* **Material for the task**
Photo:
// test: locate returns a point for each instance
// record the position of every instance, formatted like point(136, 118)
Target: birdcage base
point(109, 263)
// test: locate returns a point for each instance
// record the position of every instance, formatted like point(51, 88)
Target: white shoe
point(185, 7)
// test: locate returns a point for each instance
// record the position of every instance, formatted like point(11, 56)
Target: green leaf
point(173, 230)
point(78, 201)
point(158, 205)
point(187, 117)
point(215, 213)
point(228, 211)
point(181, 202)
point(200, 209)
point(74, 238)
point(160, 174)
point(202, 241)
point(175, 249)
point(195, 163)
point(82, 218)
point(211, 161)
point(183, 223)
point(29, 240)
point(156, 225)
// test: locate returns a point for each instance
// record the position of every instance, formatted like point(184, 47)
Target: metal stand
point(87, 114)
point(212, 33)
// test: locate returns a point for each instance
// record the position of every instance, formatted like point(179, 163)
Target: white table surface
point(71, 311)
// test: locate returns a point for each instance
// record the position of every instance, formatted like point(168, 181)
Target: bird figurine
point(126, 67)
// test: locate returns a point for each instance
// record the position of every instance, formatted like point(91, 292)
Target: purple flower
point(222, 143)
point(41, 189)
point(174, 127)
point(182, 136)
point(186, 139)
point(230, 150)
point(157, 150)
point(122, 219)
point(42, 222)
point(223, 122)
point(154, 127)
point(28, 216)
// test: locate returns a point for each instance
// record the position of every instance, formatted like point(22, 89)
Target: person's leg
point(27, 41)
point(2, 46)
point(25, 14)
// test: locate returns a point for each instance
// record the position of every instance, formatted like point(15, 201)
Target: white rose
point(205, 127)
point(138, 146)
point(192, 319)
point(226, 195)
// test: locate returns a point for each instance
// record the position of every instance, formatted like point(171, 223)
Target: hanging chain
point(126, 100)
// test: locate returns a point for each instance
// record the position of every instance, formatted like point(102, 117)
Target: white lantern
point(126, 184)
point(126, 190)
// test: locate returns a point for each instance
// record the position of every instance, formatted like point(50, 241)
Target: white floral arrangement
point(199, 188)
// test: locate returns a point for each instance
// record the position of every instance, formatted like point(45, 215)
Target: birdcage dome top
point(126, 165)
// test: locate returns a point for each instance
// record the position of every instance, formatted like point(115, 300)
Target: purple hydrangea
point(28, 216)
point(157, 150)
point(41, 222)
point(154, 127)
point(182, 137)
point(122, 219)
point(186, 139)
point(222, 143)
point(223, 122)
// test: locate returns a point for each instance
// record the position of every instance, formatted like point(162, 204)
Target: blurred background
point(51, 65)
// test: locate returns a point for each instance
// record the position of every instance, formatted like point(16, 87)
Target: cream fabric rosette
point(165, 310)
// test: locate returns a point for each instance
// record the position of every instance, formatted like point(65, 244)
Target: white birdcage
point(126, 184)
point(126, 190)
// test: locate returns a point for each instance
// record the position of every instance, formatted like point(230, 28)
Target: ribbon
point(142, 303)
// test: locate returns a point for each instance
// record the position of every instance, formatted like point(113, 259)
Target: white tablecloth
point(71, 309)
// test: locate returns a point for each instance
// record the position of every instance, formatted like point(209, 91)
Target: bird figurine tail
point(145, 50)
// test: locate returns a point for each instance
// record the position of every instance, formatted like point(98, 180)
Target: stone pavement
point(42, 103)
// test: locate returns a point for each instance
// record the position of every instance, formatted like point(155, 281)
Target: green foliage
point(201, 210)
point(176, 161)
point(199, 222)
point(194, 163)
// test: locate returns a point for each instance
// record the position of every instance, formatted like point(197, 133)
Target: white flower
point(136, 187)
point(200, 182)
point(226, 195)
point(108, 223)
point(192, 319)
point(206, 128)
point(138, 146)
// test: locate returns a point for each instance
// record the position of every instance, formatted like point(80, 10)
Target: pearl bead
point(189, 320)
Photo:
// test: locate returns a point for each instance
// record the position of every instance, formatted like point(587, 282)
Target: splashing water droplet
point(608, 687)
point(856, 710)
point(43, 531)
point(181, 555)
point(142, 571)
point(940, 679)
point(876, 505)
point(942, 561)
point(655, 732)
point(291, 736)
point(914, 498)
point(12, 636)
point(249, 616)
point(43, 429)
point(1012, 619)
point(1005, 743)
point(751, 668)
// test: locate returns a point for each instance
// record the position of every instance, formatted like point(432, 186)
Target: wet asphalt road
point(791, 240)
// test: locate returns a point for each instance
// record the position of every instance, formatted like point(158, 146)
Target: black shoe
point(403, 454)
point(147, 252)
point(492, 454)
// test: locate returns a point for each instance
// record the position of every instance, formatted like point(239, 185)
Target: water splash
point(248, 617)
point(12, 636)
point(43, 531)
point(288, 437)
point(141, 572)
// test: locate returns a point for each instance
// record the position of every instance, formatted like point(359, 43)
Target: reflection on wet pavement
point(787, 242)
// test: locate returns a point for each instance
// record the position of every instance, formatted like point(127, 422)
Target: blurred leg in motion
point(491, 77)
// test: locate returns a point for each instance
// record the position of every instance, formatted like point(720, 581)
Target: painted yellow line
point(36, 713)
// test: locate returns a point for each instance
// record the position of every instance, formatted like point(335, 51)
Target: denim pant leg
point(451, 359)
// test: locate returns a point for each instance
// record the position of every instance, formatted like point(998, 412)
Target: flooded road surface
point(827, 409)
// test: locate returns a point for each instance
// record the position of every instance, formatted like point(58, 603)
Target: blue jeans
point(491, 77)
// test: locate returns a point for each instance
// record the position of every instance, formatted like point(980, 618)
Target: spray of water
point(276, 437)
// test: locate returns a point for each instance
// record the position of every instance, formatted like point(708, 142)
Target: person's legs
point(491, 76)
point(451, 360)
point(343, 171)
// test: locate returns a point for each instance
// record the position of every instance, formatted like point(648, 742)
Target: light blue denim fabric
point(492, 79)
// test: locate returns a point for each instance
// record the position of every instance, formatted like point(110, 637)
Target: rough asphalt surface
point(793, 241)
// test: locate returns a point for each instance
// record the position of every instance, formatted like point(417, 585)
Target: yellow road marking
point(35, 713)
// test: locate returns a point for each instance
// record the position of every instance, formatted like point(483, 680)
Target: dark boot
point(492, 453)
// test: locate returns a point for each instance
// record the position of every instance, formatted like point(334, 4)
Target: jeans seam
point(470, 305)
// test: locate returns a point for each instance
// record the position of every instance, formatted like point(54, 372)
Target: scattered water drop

* **Aim**
Add 134 to each coordinate in the answer points and write out the lines again, from the start of the records through the line with "point(109, 263)". Keep the request lines unchanged.

* **Answer to this exercise**
Photo:
// test: locate returns a point for each instance
// record the position of every instance, formatted like point(136, 118)
Target: birdcage base
point(243, 397)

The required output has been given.